> _Supplied data_

□ □ □ □ □

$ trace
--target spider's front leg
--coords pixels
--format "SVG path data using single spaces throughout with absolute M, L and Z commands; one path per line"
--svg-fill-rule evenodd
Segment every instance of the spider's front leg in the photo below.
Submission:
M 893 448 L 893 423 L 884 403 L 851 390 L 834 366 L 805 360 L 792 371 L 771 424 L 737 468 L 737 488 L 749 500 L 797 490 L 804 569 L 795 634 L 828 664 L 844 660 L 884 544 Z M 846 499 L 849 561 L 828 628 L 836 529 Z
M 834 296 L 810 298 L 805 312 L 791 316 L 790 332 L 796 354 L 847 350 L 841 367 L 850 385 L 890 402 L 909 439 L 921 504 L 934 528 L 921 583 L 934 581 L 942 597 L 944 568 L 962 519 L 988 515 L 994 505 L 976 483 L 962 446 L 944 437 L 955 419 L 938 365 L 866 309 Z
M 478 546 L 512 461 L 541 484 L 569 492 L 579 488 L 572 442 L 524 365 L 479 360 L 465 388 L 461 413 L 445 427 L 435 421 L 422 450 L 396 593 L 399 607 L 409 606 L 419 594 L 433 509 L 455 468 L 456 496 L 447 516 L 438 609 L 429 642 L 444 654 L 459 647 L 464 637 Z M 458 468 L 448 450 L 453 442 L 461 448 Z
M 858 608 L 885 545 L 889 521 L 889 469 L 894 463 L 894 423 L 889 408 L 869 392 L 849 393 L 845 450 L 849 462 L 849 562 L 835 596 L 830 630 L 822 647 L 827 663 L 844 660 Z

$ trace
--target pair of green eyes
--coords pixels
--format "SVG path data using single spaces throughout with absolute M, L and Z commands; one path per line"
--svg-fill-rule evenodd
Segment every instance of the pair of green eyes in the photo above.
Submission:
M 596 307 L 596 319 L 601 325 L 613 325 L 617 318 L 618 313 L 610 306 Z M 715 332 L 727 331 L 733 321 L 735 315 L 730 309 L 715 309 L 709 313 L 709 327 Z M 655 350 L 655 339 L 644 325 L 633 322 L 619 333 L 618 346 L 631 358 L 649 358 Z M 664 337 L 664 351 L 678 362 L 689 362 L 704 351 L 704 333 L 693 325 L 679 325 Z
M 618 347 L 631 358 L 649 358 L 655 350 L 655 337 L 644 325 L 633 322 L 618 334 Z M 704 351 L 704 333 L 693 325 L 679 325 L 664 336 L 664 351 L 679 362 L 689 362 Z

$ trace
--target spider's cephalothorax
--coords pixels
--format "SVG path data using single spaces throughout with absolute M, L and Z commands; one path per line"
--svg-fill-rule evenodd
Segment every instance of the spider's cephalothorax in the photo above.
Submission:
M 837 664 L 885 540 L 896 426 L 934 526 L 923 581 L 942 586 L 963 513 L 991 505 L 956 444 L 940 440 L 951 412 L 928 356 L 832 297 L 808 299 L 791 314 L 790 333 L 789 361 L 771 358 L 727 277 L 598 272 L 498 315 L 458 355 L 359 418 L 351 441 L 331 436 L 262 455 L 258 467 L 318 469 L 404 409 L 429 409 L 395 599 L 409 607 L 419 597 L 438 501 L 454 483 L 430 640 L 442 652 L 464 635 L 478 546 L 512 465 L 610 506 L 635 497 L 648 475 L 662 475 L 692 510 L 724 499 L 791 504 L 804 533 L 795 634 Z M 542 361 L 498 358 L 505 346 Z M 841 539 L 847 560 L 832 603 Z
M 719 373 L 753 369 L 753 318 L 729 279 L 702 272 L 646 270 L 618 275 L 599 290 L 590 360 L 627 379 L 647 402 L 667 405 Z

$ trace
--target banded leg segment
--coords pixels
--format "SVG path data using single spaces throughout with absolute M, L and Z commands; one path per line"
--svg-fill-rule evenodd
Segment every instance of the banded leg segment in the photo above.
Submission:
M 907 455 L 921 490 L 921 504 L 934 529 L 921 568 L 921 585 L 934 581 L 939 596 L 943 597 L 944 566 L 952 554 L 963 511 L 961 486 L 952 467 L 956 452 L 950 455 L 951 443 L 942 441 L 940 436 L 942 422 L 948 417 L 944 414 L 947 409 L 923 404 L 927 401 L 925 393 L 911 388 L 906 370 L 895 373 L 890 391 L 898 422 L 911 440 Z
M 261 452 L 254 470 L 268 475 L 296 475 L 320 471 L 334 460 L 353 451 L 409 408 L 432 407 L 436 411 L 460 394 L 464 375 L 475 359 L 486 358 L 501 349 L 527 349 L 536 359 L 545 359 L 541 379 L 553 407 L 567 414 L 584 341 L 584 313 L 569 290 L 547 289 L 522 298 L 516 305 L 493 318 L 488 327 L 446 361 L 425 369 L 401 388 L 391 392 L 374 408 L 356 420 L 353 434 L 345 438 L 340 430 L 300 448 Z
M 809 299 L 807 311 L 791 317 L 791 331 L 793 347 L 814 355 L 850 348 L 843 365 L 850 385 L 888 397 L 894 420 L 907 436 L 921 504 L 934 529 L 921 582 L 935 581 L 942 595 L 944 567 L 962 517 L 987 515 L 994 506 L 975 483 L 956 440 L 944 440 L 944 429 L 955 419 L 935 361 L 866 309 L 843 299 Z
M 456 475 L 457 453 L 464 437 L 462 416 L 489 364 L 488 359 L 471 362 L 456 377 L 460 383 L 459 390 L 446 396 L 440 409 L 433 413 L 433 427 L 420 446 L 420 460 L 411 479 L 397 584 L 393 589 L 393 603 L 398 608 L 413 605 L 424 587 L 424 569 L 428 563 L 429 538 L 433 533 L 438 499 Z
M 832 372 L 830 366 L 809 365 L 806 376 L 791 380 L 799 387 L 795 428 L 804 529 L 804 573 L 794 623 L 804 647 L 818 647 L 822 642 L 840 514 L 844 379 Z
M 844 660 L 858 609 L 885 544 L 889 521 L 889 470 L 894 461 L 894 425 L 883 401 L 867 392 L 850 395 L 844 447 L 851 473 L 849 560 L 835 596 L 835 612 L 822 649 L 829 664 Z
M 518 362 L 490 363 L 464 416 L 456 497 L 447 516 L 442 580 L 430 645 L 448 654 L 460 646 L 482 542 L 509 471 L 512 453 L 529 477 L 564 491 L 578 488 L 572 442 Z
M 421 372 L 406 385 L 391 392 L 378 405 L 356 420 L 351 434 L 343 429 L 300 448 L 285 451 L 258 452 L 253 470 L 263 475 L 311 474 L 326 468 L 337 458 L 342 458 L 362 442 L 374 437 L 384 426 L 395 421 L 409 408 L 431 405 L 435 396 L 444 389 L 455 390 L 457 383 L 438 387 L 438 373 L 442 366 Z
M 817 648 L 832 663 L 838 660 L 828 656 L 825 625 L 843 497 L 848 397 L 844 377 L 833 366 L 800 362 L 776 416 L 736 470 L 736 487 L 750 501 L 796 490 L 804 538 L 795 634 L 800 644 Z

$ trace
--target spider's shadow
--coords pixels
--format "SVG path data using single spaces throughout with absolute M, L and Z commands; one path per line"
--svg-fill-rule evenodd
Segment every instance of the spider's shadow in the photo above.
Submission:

□ □ □ □ □

Across the material, report every line that has the word "eyes".

--target pair of green eyes
Segment every instance of the pair of green eyes in the photo above.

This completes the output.